Through a series of linked short stories and poems, readers get to join young Native people from across the United States and Canada as they converge in Michigan for an intertribal powwow. Written by new and familiar Native authors, these stories speak to the various ways that Native families and youth stay connected or find new connection with their cultural heritage. From the World’s Best Fry Bread to dancing in regalia to solving powwow mysteries to selling items from booths, this book invites readers to experience the powwow at different levels while also connecting to nature, ancestors and shared humor and tales.
The most impressive part of this collection of short stories and poems is that they are all so impressive. Each story has its own voice and point of view, featured characters and tribal connections, yet they come together in a remarkable way where they lift one another up. The stories have shared characters, including a dog who sells t-shirts, a girl selling raffle tickets and a young detective. These elements help tie the tales together, but it is the strength of the writing of each story that really makes the book work.
The final poem of the book takes the drum beat that has been happening throughout the book and shows the power of the powwow and the importance of the experience for all who attend. It’s the ideal way to wrap up a book that offers so much joy, connectivity and community.
One of the best short story collections for children ever, this belongs in every library. Appropriate for ages 9-12.
When Musa started kindergarten, his teacher explained that the other children around him would become his new friends. Musa wasn’t sure about that, they were strangers! His teacher also said that her favorite day of the year was the first day of school and that show-and-tell that year would center around each child’s favorite day of the year. Musa was thrilled, he knew that everyone would pick Eid along with him! Musa soon found out that the other children celebrated different holidays. A few weeks later, Musa and his mother brought in food and told the class about Eid. On Mo’s turn, he talked about celebrating Rosh Hashanah. Moises explained that his family celebrated Los Posadas on Christmas. Kevin’s family of scientists enjoyed celebrating Pi Day with plenty of pie. Each child had their own celebrations and all the children got to learn about one another’s cultures in a very celebratory way.

Entries provided:
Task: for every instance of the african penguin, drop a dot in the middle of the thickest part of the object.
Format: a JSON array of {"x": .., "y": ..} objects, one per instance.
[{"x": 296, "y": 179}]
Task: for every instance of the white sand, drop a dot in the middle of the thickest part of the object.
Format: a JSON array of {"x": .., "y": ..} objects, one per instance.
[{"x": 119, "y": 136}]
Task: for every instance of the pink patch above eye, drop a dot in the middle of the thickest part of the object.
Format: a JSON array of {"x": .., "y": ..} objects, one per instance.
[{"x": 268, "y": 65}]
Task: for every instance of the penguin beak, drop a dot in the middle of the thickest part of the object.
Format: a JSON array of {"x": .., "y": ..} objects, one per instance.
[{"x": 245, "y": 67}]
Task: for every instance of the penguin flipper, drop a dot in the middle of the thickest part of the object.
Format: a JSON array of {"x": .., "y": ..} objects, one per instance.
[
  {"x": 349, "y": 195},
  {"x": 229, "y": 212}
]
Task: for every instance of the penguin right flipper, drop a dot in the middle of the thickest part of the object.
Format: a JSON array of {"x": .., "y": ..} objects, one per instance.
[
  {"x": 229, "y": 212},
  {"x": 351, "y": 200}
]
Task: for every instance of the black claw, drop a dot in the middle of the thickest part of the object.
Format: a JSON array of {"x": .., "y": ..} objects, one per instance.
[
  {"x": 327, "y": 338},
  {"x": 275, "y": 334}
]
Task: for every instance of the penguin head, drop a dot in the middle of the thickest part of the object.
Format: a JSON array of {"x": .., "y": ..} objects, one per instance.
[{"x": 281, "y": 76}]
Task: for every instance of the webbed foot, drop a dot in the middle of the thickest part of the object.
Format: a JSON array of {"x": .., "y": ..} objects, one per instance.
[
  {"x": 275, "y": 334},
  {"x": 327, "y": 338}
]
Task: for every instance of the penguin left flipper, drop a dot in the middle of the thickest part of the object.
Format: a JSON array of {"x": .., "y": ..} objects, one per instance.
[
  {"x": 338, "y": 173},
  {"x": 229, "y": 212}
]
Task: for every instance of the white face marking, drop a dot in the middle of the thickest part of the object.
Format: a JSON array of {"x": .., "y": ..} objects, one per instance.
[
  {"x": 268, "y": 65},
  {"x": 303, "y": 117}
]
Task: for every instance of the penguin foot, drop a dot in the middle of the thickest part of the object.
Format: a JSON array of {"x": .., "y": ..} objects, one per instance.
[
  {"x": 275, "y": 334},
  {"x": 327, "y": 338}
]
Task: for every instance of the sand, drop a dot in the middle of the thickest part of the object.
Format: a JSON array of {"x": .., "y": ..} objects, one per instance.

Instruction: Continue the children's book reviews above from the point where they stop.

The output:
Ali’s story is focused on inclusion and demonstrates how that can look in a classroom filled with children from various cultures, countries and faiths. The story is straight forward and powerful, clearly showing that not all children celebrate Christmas and even when they do, it may not look the same. Readers will enjoy seeing not only the celebrations shared in the story, but others shown on the class calendar.
Bell’s illustrations are done digitally but also incorporate handmade textures, giving them a marvelous organic quality that warms them. The children and families here are diverse with multiracial families, grandparents raising children, and gay parents represented in the story.
A beautiful look at diversity and inclusion through family celebrations and holidays. Appropriate for ages 3-5.
Edited by two award-winning Muslim authors, this collection of short stories focus upon the celebration of Eid. The stories come from a variety of Muslim sects, cultures and backgrounds, offering a beautiful look at the expansive nature of the Muslim religion. The stories keep a focus on eleven and twelve year olds, many of whom are just starting to fast and many who discover the deeper meaning of Eid as they find a path through fasting as well. The stories also deal with deep issues such as divorce, friendships, hijabs, generosity, and family dynamics. At their heart though, each one is a positive force about seeing possibilities anew, finding ways to connect with one another, and pure joy.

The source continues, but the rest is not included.